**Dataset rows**
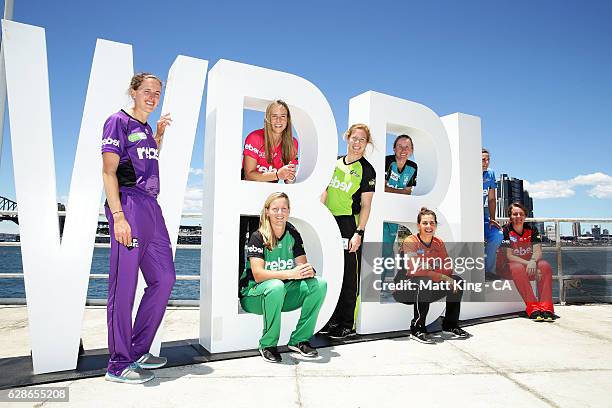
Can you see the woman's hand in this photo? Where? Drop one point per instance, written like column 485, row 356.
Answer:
column 164, row 120
column 302, row 271
column 355, row 242
column 448, row 280
column 287, row 172
column 122, row 229
column 531, row 268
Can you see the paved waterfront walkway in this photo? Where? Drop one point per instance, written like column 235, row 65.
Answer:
column 509, row 363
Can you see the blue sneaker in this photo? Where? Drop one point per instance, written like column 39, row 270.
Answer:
column 151, row 362
column 131, row 375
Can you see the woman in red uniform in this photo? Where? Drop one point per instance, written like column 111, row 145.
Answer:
column 269, row 155
column 429, row 278
column 524, row 253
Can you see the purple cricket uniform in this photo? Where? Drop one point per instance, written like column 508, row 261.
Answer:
column 138, row 176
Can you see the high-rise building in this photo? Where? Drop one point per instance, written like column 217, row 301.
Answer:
column 551, row 232
column 596, row 231
column 510, row 190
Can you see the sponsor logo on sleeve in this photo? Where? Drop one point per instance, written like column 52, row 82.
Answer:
column 109, row 141
column 254, row 249
column 137, row 136
column 150, row 153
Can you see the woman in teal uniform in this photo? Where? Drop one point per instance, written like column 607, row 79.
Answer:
column 349, row 198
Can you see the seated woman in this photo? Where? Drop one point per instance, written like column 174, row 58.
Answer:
column 278, row 278
column 429, row 279
column 400, row 178
column 524, row 254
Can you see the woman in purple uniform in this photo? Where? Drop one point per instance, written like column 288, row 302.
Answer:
column 139, row 238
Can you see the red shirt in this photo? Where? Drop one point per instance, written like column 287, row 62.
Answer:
column 254, row 146
column 521, row 244
column 427, row 259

**STATED PROBLEM**
Return all of the data above line for line without changing any wording, and omit the pictures.

**SOLUTION BELOW**
Can you see the woman's hand in this photo? Where? Drop one point per instance, written like column 485, row 356.
Answer:
column 164, row 120
column 302, row 271
column 355, row 242
column 448, row 280
column 287, row 172
column 122, row 229
column 531, row 268
Can you see the paved waterfront walkway in this photo? Where? Drop one point per instance, written like column 235, row 65.
Answer:
column 509, row 363
Can you see the blue sneaker in this photo? Where? Drop one point per instance, written like column 39, row 270.
Answer:
column 151, row 362
column 131, row 375
Can you see the woman in red uniform in this photo? Where? Drop one point per instance, written like column 111, row 145.
Answer:
column 269, row 155
column 429, row 278
column 524, row 253
Can you see the purple cricket uniform in this photo? Where? Drop one point per instance, written like column 508, row 261.
Answer:
column 138, row 176
Can you see the high-rise building in this photo? Where? Drop one point per instance, written like column 217, row 301.
Answer:
column 551, row 232
column 596, row 231
column 510, row 190
Can you see the sponsor logo on sleeve in this photo? Where? Drop one point per instance, written like column 52, row 82.
Answer:
column 109, row 141
column 254, row 249
column 137, row 136
column 150, row 153
Can you see the woman in teal uniform in this photo? Where? Drop one point per instance, written like column 607, row 79.
Answer:
column 349, row 198
Can you see the seated woman in this photo? Where? Drop one point per instance, written like column 174, row 58.
Answer:
column 278, row 278
column 429, row 279
column 400, row 178
column 524, row 254
Can you see the woman in purple uniform in this photo? Where? Drop one point per instance, written like column 288, row 302.
Answer:
column 139, row 238
Can you see the red shirt in this photo? Where? Drop one point per instance, written like column 287, row 62.
Answer:
column 254, row 146
column 521, row 244
column 427, row 259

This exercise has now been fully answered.